▶ [SUPPLIED INFORMATION]:
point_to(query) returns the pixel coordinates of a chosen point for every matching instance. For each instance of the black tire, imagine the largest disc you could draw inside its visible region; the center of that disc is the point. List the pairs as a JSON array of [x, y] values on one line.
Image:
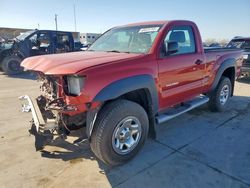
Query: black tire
[[107, 122], [11, 65], [215, 103]]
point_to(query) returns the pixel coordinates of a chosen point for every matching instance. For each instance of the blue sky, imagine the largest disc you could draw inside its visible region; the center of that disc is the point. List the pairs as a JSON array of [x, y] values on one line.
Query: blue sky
[[219, 19]]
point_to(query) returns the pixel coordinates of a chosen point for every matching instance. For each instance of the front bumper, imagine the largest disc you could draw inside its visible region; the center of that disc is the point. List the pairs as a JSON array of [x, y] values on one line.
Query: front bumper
[[30, 105]]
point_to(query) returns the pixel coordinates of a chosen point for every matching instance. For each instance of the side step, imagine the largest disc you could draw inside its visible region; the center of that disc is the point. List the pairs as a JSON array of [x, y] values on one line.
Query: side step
[[174, 112]]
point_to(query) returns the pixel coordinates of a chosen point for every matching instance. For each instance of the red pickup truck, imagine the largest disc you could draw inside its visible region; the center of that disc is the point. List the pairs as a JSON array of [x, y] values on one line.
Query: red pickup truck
[[133, 77]]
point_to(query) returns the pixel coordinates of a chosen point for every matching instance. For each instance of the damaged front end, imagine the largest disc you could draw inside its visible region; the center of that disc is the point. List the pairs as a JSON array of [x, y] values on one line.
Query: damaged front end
[[54, 114]]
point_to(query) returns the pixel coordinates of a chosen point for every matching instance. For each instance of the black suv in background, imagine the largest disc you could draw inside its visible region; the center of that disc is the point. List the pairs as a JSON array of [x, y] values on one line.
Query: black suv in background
[[244, 44], [33, 43]]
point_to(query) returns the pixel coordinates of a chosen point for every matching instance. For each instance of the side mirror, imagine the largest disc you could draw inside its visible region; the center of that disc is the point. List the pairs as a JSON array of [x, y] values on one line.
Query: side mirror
[[171, 47]]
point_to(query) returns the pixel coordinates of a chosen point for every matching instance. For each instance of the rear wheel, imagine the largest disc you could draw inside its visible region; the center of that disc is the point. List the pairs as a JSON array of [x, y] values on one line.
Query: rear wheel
[[219, 98], [120, 131], [11, 65]]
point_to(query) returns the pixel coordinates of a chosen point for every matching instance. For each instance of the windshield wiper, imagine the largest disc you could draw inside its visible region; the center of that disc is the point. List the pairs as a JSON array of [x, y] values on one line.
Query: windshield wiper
[[117, 51]]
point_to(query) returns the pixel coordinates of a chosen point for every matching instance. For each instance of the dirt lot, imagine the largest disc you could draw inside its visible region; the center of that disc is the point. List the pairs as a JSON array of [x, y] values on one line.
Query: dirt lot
[[197, 149]]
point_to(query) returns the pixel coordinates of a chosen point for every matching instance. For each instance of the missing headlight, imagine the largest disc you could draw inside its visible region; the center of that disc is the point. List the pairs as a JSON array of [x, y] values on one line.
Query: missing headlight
[[75, 84]]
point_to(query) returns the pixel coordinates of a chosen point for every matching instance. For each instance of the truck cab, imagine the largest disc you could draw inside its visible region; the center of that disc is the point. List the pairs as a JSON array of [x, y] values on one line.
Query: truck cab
[[130, 79]]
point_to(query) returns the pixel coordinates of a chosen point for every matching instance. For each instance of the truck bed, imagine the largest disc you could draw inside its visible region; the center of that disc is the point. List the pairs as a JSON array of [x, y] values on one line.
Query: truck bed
[[212, 49]]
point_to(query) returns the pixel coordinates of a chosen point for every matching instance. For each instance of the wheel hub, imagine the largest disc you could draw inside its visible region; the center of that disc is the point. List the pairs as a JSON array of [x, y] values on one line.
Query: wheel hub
[[126, 135]]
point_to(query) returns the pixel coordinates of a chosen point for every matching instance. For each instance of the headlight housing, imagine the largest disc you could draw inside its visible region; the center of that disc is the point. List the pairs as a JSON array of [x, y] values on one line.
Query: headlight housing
[[245, 56], [75, 84]]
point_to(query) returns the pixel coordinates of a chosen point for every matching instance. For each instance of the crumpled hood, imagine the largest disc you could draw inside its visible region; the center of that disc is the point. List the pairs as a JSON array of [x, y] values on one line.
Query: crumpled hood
[[71, 63], [5, 46]]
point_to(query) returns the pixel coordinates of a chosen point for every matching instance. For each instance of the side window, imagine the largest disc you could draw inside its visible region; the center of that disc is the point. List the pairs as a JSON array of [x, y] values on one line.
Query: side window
[[43, 40], [184, 36]]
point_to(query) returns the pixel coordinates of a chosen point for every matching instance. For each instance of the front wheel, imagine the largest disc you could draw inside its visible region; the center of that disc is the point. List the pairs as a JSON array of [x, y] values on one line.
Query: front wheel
[[11, 65], [220, 96], [120, 131]]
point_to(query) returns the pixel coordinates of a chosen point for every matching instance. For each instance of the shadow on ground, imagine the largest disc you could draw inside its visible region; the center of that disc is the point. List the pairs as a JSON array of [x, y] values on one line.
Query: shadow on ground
[[165, 161]]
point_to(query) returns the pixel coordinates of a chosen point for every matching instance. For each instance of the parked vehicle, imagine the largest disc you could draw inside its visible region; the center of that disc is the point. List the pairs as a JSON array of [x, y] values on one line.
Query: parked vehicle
[[131, 78], [33, 43], [244, 44]]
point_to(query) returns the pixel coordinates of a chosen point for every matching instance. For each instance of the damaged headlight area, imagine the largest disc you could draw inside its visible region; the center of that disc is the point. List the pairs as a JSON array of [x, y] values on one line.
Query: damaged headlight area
[[73, 85]]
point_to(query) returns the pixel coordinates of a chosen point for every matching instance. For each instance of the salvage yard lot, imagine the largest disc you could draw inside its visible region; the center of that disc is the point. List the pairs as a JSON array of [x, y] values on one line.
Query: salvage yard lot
[[197, 149]]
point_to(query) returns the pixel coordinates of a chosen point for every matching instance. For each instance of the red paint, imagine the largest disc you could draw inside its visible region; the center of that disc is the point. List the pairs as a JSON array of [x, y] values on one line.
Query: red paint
[[103, 68]]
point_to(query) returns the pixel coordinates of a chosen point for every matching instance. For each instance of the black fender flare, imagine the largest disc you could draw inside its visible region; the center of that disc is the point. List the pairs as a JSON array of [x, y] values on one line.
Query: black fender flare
[[119, 88], [229, 63]]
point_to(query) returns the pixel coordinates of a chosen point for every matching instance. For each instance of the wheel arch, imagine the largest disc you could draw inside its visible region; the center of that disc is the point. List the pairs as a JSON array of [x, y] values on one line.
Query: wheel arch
[[140, 89]]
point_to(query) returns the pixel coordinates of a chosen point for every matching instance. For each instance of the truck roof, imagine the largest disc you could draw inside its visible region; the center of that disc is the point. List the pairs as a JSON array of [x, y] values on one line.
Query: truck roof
[[159, 22]]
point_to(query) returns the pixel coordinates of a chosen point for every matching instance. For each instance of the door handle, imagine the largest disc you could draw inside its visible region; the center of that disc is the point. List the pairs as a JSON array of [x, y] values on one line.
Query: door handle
[[198, 62]]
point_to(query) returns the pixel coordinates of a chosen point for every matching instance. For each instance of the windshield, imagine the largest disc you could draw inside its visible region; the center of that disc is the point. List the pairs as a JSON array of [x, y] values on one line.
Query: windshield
[[241, 44], [133, 39], [24, 35]]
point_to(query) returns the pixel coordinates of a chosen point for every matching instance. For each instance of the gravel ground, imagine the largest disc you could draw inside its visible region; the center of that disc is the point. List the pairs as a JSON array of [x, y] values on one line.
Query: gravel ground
[[197, 149]]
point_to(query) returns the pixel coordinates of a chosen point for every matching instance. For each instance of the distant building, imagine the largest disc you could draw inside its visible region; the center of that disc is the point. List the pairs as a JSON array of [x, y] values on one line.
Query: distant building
[[10, 33], [88, 38]]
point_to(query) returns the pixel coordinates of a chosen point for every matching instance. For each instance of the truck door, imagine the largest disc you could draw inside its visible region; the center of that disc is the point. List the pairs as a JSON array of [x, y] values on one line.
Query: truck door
[[180, 73]]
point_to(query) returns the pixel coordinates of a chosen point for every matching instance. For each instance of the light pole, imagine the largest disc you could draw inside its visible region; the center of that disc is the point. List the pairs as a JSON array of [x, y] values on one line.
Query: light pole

▶ [AIM OF THE TASK]: Write out exactly the lines of the entries above that run from the line containing "of the distant" through the last line, including both.

▶ [RESPONSE FOR THIS EXERCISE]:
point_to(query) returns the pixel coordinates of a chosen point for every matching instance. For each instance of the distant building, imagine the largest disc you could draw inside its visible region; the center of that disc is the point. List the pairs as a JSON array of [x, y] values on one line.
Query: distant building
[[10, 33], [88, 38]]
point_to(query) returns the pixel coordinates of a chosen point for every matching instance. For each instance of the truck door, imagine the largest disc you could draw inside its visible region; the center of that disc is the point. List the pairs as a JSON array of [x, y] values on one line.
Query: truck door
[[180, 73]]
point_to(query) returns the pixel coordinates of a chosen point for every matching instance. For each instance of the light pole, imagine the largest disc you could draw inside its visible region; the center of that disc is the point. List the pairs as a JSON array of [x, y] values on one line.
Query: light pole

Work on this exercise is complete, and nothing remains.